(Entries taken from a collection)
====
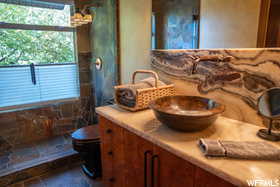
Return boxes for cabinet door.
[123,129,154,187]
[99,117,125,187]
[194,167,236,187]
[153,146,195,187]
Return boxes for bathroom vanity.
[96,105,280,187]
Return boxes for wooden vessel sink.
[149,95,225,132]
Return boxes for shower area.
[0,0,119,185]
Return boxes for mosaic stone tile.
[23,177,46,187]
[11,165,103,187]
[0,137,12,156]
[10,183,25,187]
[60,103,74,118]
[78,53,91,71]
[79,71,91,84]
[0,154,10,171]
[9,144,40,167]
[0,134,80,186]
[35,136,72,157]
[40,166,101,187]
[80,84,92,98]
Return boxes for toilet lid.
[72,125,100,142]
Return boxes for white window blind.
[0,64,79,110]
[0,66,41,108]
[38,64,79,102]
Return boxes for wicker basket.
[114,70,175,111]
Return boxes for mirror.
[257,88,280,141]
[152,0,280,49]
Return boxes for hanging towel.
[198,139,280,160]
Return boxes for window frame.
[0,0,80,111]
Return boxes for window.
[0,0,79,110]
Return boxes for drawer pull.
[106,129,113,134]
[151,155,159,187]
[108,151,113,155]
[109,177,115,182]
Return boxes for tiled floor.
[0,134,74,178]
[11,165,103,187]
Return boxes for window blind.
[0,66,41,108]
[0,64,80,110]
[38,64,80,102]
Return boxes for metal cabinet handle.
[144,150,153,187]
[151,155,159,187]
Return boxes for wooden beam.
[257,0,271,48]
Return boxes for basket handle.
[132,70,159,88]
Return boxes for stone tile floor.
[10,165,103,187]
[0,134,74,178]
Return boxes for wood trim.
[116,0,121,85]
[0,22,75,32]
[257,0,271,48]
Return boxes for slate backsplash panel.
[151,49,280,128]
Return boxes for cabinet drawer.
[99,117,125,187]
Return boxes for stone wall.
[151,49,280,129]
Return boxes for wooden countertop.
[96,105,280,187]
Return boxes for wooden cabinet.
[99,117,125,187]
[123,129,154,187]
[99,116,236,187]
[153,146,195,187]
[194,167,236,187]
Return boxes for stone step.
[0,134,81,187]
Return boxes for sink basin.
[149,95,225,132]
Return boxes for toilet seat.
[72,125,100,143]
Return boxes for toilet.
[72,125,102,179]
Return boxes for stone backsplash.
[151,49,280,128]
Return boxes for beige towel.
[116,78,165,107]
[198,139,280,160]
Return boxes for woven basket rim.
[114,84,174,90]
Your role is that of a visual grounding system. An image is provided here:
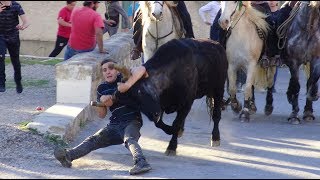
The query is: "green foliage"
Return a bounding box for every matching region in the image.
====
Assignment:
The lines from the one containing "Return boxes for sink basin." to the last line of the records, both included: print exactly those and nothing else, leaving out any pictures.

Exercise output:
Return boxes for sink basin.
[149,95,225,132]
Return boxes for toilet seat.
[72,125,100,143]
Return boxes for toilet.
[72,125,102,179]
Return boxes for stone backsplash.
[151,49,280,128]
Return boxes for beige towel.
[116,78,165,107]
[198,139,280,160]
Return boxes for woven basket rim.
[114,84,174,90]
Your role is that of a visual grounding system. An image is provided here:
The query is: "green foliage"
Return a bounding box for every matching region in the image.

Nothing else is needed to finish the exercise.